> MATERIALS PROVIDED:
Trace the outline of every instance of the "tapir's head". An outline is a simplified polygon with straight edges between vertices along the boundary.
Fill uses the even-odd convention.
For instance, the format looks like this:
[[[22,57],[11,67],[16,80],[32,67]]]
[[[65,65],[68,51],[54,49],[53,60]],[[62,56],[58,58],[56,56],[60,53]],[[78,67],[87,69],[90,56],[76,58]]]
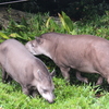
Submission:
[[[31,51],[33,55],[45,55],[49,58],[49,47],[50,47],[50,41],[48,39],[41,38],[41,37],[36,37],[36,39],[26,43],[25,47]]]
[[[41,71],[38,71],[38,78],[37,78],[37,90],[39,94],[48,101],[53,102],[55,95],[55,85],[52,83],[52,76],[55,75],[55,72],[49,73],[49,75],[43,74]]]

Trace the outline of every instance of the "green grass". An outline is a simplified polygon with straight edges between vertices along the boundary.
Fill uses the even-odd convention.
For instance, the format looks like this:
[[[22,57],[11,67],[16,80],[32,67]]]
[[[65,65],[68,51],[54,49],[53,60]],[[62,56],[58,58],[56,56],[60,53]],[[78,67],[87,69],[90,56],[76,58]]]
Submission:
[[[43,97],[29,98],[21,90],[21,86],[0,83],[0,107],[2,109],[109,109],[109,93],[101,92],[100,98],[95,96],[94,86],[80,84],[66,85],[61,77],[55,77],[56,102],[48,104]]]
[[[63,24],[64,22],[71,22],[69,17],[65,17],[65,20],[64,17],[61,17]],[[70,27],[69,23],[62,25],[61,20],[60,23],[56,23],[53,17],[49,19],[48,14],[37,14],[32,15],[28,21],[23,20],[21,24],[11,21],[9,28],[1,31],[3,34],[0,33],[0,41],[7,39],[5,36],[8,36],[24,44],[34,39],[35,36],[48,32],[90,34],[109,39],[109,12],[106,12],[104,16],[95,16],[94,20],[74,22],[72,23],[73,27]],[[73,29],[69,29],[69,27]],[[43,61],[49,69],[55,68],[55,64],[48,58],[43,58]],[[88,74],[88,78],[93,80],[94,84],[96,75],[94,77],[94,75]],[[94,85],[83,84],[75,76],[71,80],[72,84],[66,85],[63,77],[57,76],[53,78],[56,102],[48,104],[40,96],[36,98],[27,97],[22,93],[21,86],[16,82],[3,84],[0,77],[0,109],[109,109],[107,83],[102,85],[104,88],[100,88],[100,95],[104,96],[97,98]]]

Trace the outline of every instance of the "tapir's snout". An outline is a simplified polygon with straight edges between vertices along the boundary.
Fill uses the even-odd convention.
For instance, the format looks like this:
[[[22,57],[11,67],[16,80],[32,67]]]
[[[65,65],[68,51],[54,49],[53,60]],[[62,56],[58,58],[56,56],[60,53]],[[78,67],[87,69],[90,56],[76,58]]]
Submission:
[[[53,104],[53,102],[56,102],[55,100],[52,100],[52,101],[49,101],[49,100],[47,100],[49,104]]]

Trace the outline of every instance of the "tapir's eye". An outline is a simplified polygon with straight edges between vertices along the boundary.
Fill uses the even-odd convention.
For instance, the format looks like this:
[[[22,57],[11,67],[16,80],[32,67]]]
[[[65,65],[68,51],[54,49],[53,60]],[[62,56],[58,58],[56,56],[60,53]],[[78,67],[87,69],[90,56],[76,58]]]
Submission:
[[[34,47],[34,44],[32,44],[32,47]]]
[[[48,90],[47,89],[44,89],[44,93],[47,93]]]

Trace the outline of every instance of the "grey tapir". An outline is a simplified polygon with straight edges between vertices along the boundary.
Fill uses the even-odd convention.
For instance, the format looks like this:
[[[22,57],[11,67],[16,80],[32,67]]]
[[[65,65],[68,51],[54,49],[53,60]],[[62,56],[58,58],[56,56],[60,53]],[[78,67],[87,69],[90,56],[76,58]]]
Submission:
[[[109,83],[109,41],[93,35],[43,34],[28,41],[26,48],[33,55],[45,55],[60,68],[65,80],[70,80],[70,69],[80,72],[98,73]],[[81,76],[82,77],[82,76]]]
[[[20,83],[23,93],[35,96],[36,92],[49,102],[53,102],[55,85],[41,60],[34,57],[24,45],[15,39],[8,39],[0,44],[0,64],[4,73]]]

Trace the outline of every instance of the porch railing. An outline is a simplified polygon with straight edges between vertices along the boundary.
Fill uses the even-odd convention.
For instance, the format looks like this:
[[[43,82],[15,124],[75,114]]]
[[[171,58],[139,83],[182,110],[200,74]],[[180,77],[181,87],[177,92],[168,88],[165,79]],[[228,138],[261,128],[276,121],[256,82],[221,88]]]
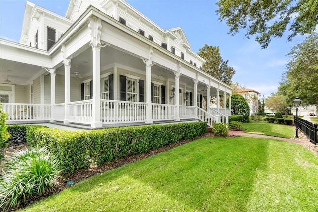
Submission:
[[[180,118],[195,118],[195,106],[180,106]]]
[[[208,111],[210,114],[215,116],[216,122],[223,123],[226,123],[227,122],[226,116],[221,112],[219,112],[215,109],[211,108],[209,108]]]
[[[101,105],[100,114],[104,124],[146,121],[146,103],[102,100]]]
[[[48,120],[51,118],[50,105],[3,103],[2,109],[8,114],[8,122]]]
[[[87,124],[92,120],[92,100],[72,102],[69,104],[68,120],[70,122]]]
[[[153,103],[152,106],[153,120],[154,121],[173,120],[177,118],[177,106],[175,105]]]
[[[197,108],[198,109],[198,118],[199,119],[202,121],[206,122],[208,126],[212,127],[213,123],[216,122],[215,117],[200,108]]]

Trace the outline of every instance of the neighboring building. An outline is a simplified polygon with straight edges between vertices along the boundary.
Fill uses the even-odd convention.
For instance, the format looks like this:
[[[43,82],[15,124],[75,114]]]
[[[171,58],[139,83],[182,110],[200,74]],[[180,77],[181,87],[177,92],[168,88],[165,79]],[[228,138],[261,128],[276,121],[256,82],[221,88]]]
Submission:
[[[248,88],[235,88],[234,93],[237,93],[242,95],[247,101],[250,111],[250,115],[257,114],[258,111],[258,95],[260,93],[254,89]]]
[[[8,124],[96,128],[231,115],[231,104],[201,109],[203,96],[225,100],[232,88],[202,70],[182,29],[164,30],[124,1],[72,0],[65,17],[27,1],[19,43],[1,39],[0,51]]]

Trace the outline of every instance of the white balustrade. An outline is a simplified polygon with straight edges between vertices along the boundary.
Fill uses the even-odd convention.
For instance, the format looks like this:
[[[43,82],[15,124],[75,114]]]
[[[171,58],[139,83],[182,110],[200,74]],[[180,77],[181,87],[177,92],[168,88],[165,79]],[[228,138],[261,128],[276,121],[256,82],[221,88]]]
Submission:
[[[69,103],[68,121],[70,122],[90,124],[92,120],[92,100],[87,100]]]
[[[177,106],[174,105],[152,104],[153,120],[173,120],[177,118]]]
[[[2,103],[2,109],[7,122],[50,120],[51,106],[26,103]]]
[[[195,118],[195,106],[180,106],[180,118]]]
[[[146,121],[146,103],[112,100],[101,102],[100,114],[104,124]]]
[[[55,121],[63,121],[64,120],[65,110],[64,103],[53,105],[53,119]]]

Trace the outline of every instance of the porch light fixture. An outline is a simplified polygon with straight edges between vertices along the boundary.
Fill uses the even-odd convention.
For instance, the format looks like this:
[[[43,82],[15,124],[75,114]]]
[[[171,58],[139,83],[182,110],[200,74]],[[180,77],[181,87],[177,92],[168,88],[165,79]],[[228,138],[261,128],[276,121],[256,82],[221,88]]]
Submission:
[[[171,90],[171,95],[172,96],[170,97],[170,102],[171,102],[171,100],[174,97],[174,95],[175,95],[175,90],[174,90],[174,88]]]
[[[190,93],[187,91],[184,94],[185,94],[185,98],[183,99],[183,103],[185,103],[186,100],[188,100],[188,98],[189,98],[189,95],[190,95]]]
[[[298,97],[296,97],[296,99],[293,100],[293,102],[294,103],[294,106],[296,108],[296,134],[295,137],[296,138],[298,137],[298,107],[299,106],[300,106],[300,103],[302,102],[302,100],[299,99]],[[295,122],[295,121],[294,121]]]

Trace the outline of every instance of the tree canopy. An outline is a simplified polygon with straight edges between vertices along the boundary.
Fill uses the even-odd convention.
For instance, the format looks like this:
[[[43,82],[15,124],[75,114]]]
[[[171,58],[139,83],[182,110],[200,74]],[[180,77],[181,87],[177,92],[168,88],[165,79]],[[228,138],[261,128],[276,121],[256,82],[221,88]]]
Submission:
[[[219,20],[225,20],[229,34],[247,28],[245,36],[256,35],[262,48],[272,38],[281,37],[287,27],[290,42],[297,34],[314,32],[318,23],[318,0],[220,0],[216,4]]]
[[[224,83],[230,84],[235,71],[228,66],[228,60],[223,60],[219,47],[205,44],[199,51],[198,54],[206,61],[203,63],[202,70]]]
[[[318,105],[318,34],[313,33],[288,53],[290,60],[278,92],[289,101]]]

> WHAT TO PRODUCE: Write out again, unchanged, the part of the entries that opens with the line containing "Trace the outline of every instance of the tree" and runs through to the end of the entries, including both ends.

> ANSWER IN FULL:
Trace the outline of every instance of the tree canopy. An outline is a simplified polygon with straight edges between vertices along the boundary.
Fill uses the even-odd convention.
For instance, the format looks like this:
[[[43,82],[15,124],[75,114]]]
[[[171,58],[139,83],[182,110],[200,74]],[[180,77],[181,87],[177,92],[168,88],[165,79]],[[228,138],[261,128],[276,121],[256,82],[221,88]]]
Submission:
[[[219,20],[225,20],[229,34],[247,28],[245,36],[256,35],[262,48],[272,38],[281,37],[287,27],[290,42],[297,34],[314,32],[318,23],[318,0],[220,0],[216,4]]]
[[[224,83],[230,84],[235,71],[228,66],[228,60],[223,60],[219,47],[205,44],[199,51],[198,54],[206,61],[203,63],[202,70]]]
[[[318,105],[318,34],[313,33],[288,53],[290,60],[278,92],[289,101]]]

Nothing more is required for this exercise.